## [Problem a]
Return the passage on the partnership's cash distributions and property plans word for word.

## [Text passage]
####################
The General Partners reinstated quarterly cash distributions beginning with the
1995 second quarter distribution, paid in August.  The fourth quarter
distribution, in the amount of $480,412 or $3.75 per Unit, was paid to limited
partners on February 7, 1996.  Future cash distributions, if any, will be
determined on a quarterly basis and will be based on cash flow generated by the
Partnership.

During the remainder of 1996, the General Partners intend to implement an
extensive improvement program at Pelican Landing and Shadowood to upgrade the
properties.  This program is intended to maintain the properties' position
within their respective markets, which are growing increasingly competitive
with the addition of new apartment properties.  This is particularly true in
the Tucson and Jacksonville markets where Village at the Foothills II and
Shadowood Village, respectively, are located.  It is also hoped that these
improvements will allow for greater increases in rental rates, thereby
improving each property's revenue and value, and making them better positioned
for eventual sale.  It is possible that cash from reserves may be required to
fund a portion of distributions during 1996 as a result of the capital
expenditures required.

Given favorable market conditions, particularly in the Irving, Texas area, the
General Partners intend to begin marketing River Hill Apartments for sale.
There can be no assurances that a sale will be completed or that any particular
price for the property can be obtained.
####################
## [Stored data]
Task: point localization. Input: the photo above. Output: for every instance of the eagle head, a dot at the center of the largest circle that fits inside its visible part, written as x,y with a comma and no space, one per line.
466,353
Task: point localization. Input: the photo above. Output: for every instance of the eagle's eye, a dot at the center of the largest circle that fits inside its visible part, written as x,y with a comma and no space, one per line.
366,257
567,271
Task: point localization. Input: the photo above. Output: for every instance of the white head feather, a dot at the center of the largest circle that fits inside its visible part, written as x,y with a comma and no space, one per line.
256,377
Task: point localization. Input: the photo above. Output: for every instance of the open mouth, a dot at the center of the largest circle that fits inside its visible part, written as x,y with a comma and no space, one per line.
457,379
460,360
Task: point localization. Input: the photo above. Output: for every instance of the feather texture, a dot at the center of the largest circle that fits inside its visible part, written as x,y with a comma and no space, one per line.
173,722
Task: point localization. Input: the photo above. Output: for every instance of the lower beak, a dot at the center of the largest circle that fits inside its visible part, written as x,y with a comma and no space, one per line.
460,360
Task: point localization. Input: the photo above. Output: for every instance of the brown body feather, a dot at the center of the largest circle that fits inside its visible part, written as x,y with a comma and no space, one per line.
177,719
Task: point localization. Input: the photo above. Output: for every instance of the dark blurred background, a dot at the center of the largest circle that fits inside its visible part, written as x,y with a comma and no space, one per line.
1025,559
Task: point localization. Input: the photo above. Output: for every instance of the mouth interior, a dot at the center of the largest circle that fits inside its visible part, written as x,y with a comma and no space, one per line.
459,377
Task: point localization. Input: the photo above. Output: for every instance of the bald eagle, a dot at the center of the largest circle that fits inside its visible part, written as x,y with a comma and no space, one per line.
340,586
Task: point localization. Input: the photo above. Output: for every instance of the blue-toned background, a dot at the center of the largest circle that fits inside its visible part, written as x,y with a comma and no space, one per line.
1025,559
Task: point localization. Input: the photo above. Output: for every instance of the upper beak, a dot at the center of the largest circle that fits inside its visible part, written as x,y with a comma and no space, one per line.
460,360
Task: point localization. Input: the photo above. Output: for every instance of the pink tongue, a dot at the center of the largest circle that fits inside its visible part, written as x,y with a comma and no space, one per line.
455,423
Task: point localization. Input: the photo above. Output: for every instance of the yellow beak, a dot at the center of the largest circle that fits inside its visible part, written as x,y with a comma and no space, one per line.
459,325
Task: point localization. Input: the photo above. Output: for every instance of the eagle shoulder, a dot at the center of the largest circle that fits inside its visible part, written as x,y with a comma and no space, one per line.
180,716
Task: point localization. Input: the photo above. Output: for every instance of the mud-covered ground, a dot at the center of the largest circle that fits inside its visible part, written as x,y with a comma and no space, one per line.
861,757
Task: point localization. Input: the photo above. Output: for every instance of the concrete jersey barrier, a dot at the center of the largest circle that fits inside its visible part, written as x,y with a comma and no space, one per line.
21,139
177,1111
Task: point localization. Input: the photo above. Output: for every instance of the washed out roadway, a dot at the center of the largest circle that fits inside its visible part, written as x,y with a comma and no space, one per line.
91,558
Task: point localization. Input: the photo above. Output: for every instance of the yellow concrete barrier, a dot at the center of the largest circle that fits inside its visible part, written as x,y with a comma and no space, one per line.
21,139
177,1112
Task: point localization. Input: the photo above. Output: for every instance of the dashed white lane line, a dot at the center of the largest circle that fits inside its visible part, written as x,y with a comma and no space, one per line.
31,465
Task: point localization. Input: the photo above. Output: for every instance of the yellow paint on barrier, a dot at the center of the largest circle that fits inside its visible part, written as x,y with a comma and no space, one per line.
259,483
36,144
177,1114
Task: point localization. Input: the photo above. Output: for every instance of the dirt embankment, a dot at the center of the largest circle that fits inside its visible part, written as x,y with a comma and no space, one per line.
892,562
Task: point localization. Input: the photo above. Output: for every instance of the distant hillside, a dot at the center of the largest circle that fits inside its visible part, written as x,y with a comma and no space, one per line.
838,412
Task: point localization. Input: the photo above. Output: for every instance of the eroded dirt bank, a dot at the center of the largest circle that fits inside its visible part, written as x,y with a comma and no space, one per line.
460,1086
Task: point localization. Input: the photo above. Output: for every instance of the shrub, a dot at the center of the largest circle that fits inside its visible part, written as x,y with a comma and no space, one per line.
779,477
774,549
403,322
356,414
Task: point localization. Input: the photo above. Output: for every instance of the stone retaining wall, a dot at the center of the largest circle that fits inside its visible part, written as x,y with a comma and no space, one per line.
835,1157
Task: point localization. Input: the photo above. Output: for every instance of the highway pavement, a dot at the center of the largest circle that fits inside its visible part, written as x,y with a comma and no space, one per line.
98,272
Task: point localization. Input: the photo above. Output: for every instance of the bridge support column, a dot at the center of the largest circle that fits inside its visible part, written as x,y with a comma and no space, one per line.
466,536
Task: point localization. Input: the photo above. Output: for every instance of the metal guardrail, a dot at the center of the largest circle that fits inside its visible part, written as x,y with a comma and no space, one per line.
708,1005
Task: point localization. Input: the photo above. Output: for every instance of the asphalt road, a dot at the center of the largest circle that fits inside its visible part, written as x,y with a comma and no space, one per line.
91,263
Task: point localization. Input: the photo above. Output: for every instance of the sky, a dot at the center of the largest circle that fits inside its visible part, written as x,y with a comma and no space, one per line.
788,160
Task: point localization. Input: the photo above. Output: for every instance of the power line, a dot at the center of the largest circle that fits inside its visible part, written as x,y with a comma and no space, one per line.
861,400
####################
## [Problem b]
Recast the entries from the line containing "of the power" through the final line of the entries as a Markdown table with the columns Row and Line. Give each line a numbered row and skip any blank lines.

## [Result a]
The General Partners reinstated quarterly cash distributions beginning with the
1995 second quarter distribution, paid in August.  The fourth quarter
distribution, in the amount of $480,412 or $3.75 per Unit, was paid to limited
partners on February 7, 1996.  Future cash distributions, if any, will be
determined on a quarterly basis and will be based on cash flow generated by the
Partnership.

During the remainder of 1996, the General Partners intend to implement an
extensive improvement program at Pelican Landing and Shadowood to upgrade the
properties.  This program is intended to maintain the properties' position
within their respective markets, which are growing increasingly competitive
with the addition of new apartment properties.  This is particularly true in
the Tucson and Jacksonville markets where Village at the Foothills II and
Shadowood Village, respectively, are located.  It is also hoped that these
improvements will allow for greater increases in rental rates, thereby
improving each property's revenue and value, and making them better positioned
for eventual sale.  It is possible that cash from reserves may be required to
fund a portion of distributions during 1996 as a result of the capital
expenditures required.

Given favorable market conditions, particularly in the Irving, Texas area, the
General Partners intend to begin marketing River Hill Apartments for sale.
There can be no assurances that a sale will be completed or that any particular
price for the property can be obtained.

## [Result b]
| Row | Line |
|---|---|
| 1 | Task: point localization. Input: the photo above. Output: for every instance of the power line, a dot at the center of the largest circle that fits inside its visible part, written as x,y with a comma and no space, one per line. |
| 2 | 861,400 |